▶ [Tujuan Latihan] Teruskan tulisan tentang hukum dan bahasa, dimulai setelah kalimat terakhirnya.

▶ [Bagian Teks]
______________________________

Hukum dan bahasa
“Lis, mengapa
bahasa hukum begitu kaku, tidak enak dibaca? Apa karena mengejar kepastian
hukum hingga mengorbankan estetika?” tanya seorang teman yang di kemudian hari
justru berkecimpung di dunia hukum, meski sayalah yang kuliah di Fakultas
Hukum, bukan dia. Agak bingung juga saya menjawabnya, sebab tulisan Daniel S.
Lev itu luwes dan jelas (dalam bahasa Inggris), begitu juga buku Sebastiaan Pompe
"The Indonesian Supreme Court, A Study of Institutional Collapse" yang sudah diterjemahkan ke dalam bahasa Indonesia dengan judul Runtuhnya
Institusi Mahkamah Agung. Terjemahannya bagus, bukan karena saya yang menerjemahkan,
tetapi karena disunting oleh tim yang hebat dan, ini yang membanggakan, diperiksa oleh almarhum Prof. Soetandyo Wignjosoebroto. Hormat saya untuk
beliau.
Tetapi banyak
juga yang memang susah dimengerti bahasanya, misalnya Pengantar Hukum Perdata
Internasional karya Sudarto Gautama (Gouw Giok Siong). Kebanyakan diktat hukum
lainnya juga begitu bahasanya. Saya berbaik sangka saja, mungkin para penulis
itu berpikir dalam bahasa Belanda, bahasa asli sebagian besar sumber hukum
kita. Berbicara tentang bahasa Belanda saya pun terkenang mata kuliah yang
hanya diajarkan satu SKS ini. Apa yang bisa diharapkan dari mata kuliah satu
SKS. Yang dua SKS saja, bahasa Inggris, tidak akan memadai untuk membuat
mahasiswa mengerti literatur hukum dalam bahasa Inggris. Mungkin petikan
berikut ini mengambarkan menyeramkannya kualitas bahasa Inggris sebagian, besar
(mungkin), para insan hukum kita. Ini hanya contoh, tak perlu disebut siapa
penulisnya:
"Based on
paragraph xxxx and xxxx KUH Perdata civil towards mail proof must there
legalization from official functionary. This research aims to detect deed
strength underhand as a means of proof in course of conference at court, to
detect can not it function legalization on deed that made underhand give
verification strength addition in session at court. Based on result research,
can know that: practice legalization by notary public that is legalization be
acknowledgement hits date is maked it agreement, so that deed underhand that
get legalization give certainty for judge has hitted date, identity, also sign
from the parties concerned and related in agreement. in this case the parties
the names included in that mail and signing be that mail not again say that the
parties or one of the parties doesn't detect to what that mail contents,
because its contents has been read and explained beforehand before the parties
signing to face general officials concerned and to face witnesses; notary
public responsibility on deed truth .... "

______________________________

▶ [Informasi yang Diberikan]
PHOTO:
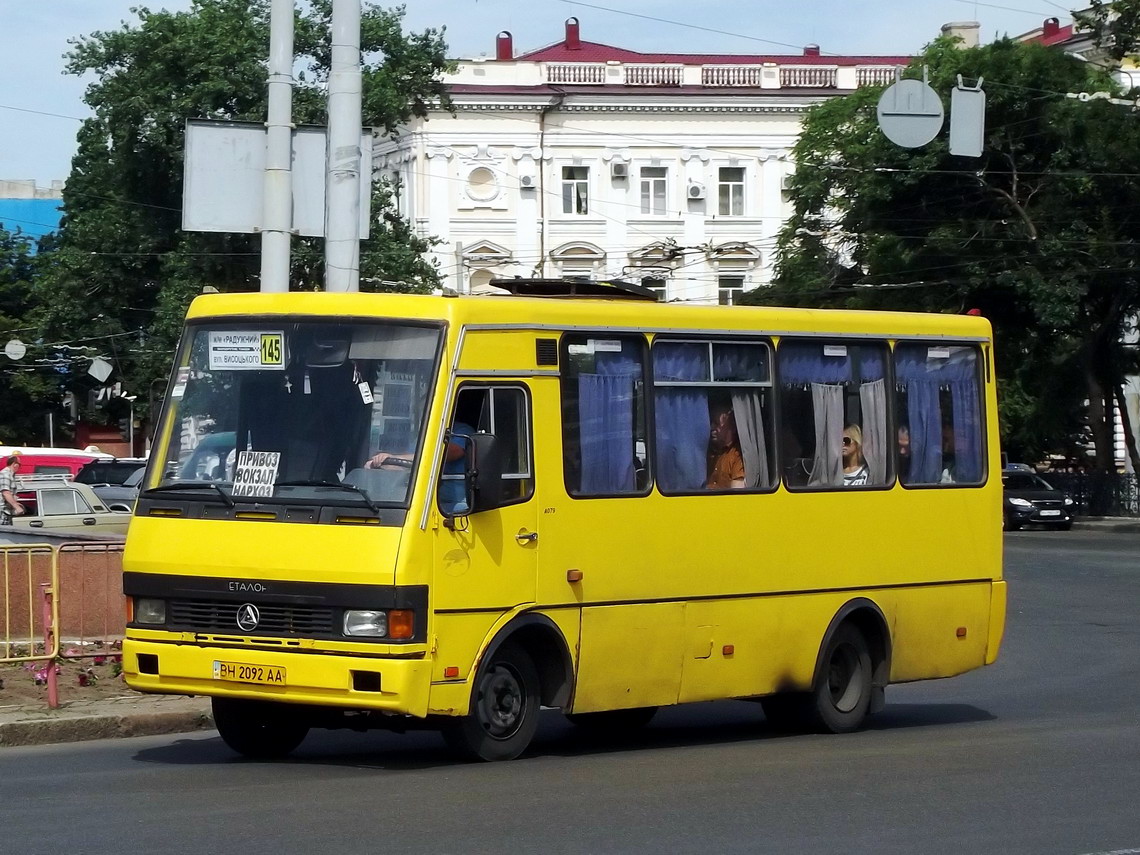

______________________________

▶ [Jawaban Latihan]
Saya kira cukup
sekian.
Meski tak
langsung, belakangan saya kembali berurusan dengan teks-teks hukum. Suka atau
tidak saya mengakui ujaran bahwa menuntut ilmu tidak mesti dilakukan di bangku
kuliah, bahkan bisa lama setelah bangku-bangku ruang kuliah diganti. Benar
ucapan Henry Ford, “Orang baru menjadi tua ketika berhenti belajar.” Bukan
berarti orang belajar tidak bisa menua, tetapi sebagai kalimat penyemangat
bolehlah. Barangkali seperti semangat seorang ibu tujuh puluh dua (72) tahun yang
pernah sekelas dengan saya ketika kursus bahasa Perancis di LIP semasa saya
kuliah dulu.
Mengerjakan
naskah-naskah dengan rujukan literatur hukum, istilah-istilah hukum dwi-bahasa
(Indonesia dan Inggris) berikut saya kumpulkan dan bagikan di sini. Semoga
berguna:
Catatan:
Terjemahan bahasa Inggris diberi warna merah tua.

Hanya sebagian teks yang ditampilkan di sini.